Task instructions
Retype the entries below without any change.

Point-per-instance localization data
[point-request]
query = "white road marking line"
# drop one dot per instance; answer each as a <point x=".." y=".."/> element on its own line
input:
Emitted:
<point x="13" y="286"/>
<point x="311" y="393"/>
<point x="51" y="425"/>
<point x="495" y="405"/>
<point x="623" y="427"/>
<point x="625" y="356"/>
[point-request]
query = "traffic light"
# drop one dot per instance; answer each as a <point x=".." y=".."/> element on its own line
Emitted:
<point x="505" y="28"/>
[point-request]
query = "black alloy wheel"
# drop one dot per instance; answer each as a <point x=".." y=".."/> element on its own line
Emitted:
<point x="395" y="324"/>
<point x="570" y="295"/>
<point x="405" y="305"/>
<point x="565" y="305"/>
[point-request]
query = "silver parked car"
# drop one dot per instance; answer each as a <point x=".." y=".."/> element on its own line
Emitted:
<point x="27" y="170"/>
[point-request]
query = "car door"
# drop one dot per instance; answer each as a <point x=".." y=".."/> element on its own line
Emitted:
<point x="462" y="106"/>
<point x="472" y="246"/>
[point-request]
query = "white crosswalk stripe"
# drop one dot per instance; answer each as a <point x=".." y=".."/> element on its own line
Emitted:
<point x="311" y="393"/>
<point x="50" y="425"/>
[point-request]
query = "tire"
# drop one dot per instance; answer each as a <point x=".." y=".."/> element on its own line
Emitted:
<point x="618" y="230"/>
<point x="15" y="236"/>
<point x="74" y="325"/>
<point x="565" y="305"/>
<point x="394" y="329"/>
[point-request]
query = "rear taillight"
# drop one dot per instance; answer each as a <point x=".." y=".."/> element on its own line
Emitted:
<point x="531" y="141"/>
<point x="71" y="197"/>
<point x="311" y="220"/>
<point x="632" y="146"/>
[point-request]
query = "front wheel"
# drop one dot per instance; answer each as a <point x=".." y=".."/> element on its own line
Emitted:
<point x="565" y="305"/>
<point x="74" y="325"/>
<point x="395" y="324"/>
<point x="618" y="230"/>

Task result
[point-request]
query = "white road marking line"
# drop one dot per instance; answer each as a <point x=".." y=".."/> element on its own line
input:
Emitted:
<point x="13" y="286"/>
<point x="311" y="393"/>
<point x="51" y="425"/>
<point x="495" y="405"/>
<point x="623" y="427"/>
<point x="625" y="356"/>
[point-request]
query = "traffic light"
# drop one dot per instance; answer each as a <point x=".." y=".."/> element on its own line
Emitted:
<point x="505" y="28"/>
[point-request]
query = "black alloy wheel"
# drop one dot per instance; answer each as a <point x=".." y=".."/> element on its own line
Emitted:
<point x="395" y="324"/>
<point x="570" y="295"/>
<point x="405" y="305"/>
<point x="565" y="305"/>
[point-request]
query = "silver parked car"
# drop one dot per instance; answer each as a <point x=".." y=".."/> element on its own line
Emitted:
<point x="27" y="170"/>
[point-request]
query = "car door"
# drop one dot per instance; answer each as a <point x=".." y=".."/> element on its own line
Emitted:
<point x="462" y="106"/>
<point x="472" y="246"/>
[point-request]
query = "white crosswalk stripe"
# drop one dot per instance; answer each as a <point x=".." y=".."/> element on its own line
Emitted:
<point x="311" y="393"/>
<point x="50" y="425"/>
[point-request]
query = "tire"
# drop one dot per instance; answer each as a <point x=".." y=".."/> element on its own line
Emitted:
<point x="618" y="230"/>
<point x="15" y="236"/>
<point x="74" y="325"/>
<point x="565" y="305"/>
<point x="394" y="329"/>
[point-request]
query = "rear taillight"
# drop one dot per instance; answer each as a <point x=".." y=".."/> element on its own line
Emitted:
<point x="531" y="141"/>
<point x="71" y="197"/>
<point x="311" y="220"/>
<point x="632" y="146"/>
[point-request]
query = "front wheel"
# drop one dot per instance; answer each as a <point x=".." y=".."/> element on its own line
Emitted:
<point x="565" y="305"/>
<point x="74" y="325"/>
<point x="395" y="324"/>
<point x="618" y="230"/>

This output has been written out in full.